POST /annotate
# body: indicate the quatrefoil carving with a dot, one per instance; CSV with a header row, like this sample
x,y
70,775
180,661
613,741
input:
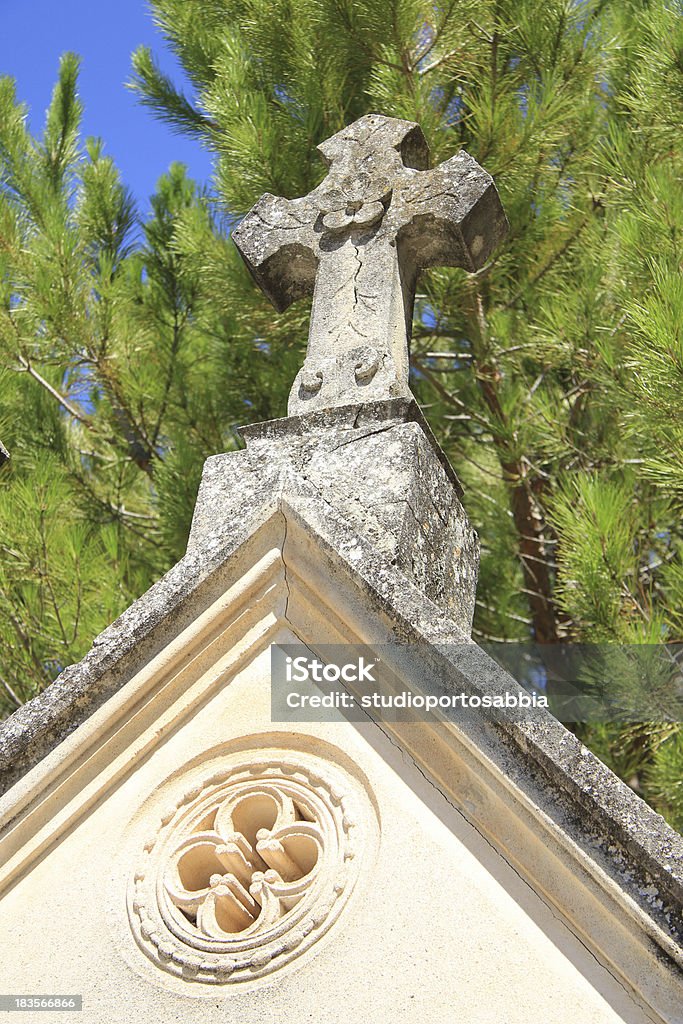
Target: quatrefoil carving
x,y
249,870
249,866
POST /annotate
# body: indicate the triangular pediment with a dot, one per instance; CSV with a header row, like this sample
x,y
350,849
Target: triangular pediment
x,y
479,837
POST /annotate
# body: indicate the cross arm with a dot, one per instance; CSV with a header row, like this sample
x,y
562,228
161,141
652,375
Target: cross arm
x,y
279,245
450,216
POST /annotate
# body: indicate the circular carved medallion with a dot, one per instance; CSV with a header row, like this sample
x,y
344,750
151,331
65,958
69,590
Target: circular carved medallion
x,y
248,869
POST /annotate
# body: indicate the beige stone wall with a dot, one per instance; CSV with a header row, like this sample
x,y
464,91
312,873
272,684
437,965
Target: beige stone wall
x,y
437,928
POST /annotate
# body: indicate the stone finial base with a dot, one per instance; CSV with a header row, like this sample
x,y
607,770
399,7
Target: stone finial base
x,y
379,467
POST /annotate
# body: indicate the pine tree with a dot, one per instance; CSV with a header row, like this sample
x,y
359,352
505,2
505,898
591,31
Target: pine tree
x,y
552,377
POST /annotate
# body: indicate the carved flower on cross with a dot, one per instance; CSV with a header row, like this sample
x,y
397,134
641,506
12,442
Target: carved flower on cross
x,y
358,201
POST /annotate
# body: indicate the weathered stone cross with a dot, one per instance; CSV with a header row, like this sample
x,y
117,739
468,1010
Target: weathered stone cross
x,y
358,242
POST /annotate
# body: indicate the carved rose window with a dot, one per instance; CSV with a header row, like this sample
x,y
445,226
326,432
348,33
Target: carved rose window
x,y
247,869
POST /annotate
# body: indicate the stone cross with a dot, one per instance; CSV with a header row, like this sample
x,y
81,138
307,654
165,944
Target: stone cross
x,y
357,242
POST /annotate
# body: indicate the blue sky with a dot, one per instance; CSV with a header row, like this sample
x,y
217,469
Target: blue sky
x,y
35,33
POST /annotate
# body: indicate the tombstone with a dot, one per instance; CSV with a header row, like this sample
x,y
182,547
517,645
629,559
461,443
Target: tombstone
x,y
181,843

.....

[SHORT PROBLEM]
Print out the lines exactly, skipping any picture.

[TASK SOLUTION]
POST /annotate
# body: indicate the quatrefoil carving with a dot, one per instance; CSV with a header row, like this sample
x,y
70,775
180,661
613,741
input:
Target: quatrefoil carving
x,y
249,870
249,866
POST /annotate
# body: indicate the triangular pediment with a dot, one per instance; CSV with a header row, like this sample
x,y
350,849
Target: triangular pediment
x,y
479,837
POST /annotate
# body: indicate the cross arm with a dot, one per instance; CSV with a header row, like this sample
x,y
562,228
161,141
652,375
Target: cross arm
x,y
279,245
450,216
POST /annotate
# body: indicate the circular carved medallion with a dot, one per instance; CSV with a header row, like this sample
x,y
344,750
151,331
65,958
69,590
Target: circular carved medallion
x,y
248,869
POST /annotate
# body: indicate the beige stone wall with a dot, one per instance; CSV with a header row, like this sample
x,y
464,91
312,873
272,684
437,965
Target: beige stone wall
x,y
437,928
POST /annotate
# body: indicate the stone finial base with a dot, one per instance; CSV with a header row, like this sample
x,y
607,770
399,7
Target: stone finial base
x,y
379,467
POST /annotate
# body: indicate the pine tree with a dot, one per instance; CSV with a header row, like this sample
x,y
359,352
505,2
505,898
591,31
Target: pine tree
x,y
552,377
POST /annotate
# body: indicate the carved flower on cross with a dot, one per instance; CSV with a header row, like this sample
x,y
397,134
641,506
12,442
Target: carved flower on cross
x,y
358,201
POST /annotate
# body: indicate the weathered stone cross with a dot, one per instance; CSV with a header row, like this sample
x,y
117,739
468,1010
Target: weathered stone cross
x,y
358,242
POST /annotate
# body: indicate the carved rose window with a dot, one per instance; CSV with a header row, like this sample
x,y
445,226
326,432
348,33
Target: carved rose window
x,y
247,869
POST /annotate
# body: indicate the stone cross with a dot, one per instance; CSV with a header row, like this sample
x,y
81,138
307,654
165,944
Target: stone cross
x,y
357,242
POST /annotate
# body: indicate the blue sky with a dot, one per instance; CSV with a header row, like this sample
x,y
217,469
Target: blue sky
x,y
35,33
POST /annotate
# body: indicate the tombstone with a dot, one per instance; CSV with a header row, like this sample
x,y
182,547
517,645
629,559
461,443
Target: tombstone
x,y
181,843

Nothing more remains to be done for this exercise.